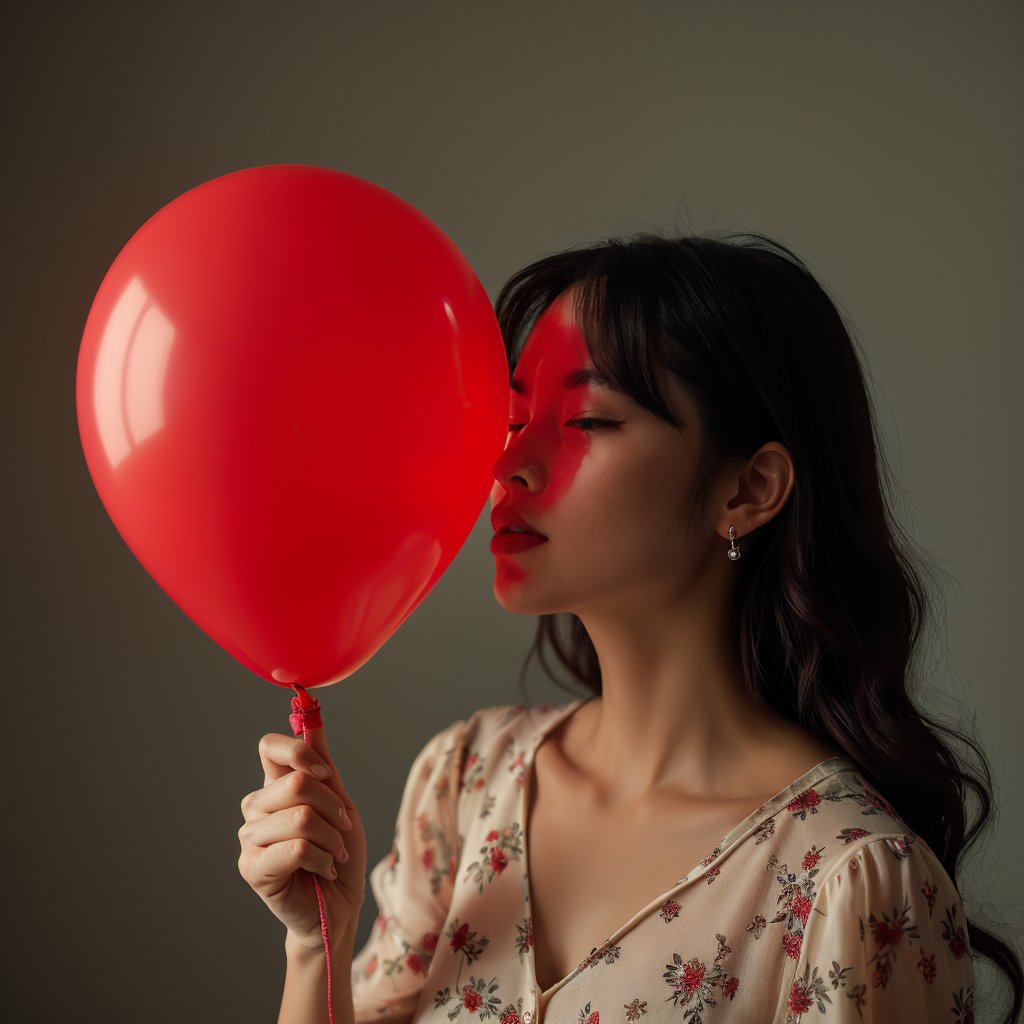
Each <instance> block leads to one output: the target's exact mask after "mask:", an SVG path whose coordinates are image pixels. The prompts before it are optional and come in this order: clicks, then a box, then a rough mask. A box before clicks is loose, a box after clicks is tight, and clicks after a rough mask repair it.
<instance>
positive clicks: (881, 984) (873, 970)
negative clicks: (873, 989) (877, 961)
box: [871, 959, 892, 988]
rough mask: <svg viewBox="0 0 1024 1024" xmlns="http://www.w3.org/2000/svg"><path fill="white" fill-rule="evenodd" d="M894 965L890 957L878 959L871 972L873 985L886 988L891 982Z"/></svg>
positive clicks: (873, 987)
mask: <svg viewBox="0 0 1024 1024" xmlns="http://www.w3.org/2000/svg"><path fill="white" fill-rule="evenodd" d="M891 971H892V967H891V966H890V964H889V961H888V959H885V961H878V962H877V963H876V965H874V970H873V971H872V972H871V986H872V987H873V988H885V987H886V985H888V984H889V978H890V974H891Z"/></svg>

☆ ☆ ☆ ☆ ☆

■ EXERCISE OBJECTIVE
Provide only the number of lines in the listing above that contain "rough".

■ FINISHED TASK
2